=== EXERCISE TASK ===
Report each line in the material below that contains the word "white".

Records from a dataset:
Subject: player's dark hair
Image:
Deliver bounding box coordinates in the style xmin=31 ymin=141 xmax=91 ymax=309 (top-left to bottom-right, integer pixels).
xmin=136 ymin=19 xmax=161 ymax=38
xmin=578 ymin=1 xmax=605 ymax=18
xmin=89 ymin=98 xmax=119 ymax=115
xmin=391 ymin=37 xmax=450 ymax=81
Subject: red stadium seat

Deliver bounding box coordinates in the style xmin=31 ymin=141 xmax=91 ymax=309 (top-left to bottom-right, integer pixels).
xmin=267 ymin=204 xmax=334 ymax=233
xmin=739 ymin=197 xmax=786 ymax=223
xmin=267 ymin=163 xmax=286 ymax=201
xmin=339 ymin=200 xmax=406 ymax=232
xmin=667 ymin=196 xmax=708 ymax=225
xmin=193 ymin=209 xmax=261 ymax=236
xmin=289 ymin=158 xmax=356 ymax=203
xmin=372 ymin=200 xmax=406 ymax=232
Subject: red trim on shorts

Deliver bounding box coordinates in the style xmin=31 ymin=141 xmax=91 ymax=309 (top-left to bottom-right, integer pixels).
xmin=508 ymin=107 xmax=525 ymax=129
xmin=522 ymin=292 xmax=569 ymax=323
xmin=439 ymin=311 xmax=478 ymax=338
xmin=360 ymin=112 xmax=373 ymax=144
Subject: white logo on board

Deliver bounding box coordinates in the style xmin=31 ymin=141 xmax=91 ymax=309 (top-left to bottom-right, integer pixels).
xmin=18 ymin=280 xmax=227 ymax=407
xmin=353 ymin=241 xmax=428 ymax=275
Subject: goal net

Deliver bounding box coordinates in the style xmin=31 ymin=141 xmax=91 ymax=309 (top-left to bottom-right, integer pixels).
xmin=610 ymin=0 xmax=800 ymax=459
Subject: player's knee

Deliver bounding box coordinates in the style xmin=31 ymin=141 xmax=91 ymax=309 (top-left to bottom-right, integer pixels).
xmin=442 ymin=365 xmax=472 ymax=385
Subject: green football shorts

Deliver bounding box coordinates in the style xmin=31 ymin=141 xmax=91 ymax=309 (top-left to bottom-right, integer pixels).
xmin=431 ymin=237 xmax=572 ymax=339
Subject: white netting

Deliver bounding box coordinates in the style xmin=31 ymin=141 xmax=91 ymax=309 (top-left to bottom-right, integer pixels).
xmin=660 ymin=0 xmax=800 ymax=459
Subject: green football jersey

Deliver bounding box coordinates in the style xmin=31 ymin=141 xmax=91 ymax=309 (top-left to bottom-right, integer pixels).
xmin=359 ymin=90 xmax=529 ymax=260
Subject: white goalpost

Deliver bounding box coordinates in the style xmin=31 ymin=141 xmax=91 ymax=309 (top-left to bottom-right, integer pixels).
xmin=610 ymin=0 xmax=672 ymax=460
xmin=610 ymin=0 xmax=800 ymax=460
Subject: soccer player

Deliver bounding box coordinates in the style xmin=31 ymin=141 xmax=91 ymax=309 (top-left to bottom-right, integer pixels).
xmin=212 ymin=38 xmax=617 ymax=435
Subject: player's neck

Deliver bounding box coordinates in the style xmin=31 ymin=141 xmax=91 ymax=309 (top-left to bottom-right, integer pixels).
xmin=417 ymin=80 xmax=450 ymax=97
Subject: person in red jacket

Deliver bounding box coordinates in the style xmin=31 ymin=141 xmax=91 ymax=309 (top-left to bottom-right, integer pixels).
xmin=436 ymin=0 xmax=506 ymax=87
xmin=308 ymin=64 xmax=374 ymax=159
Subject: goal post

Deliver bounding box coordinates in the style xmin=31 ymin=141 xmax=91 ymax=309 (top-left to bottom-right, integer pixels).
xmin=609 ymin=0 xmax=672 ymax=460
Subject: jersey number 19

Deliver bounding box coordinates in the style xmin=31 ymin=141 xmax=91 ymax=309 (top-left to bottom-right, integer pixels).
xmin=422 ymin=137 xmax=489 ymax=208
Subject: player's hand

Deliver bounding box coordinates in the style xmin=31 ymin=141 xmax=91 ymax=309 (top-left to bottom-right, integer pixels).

=== OUTPUT OF THE TASK ===
Subject: white logo on board
Subject: white netting
Subject: white goalpost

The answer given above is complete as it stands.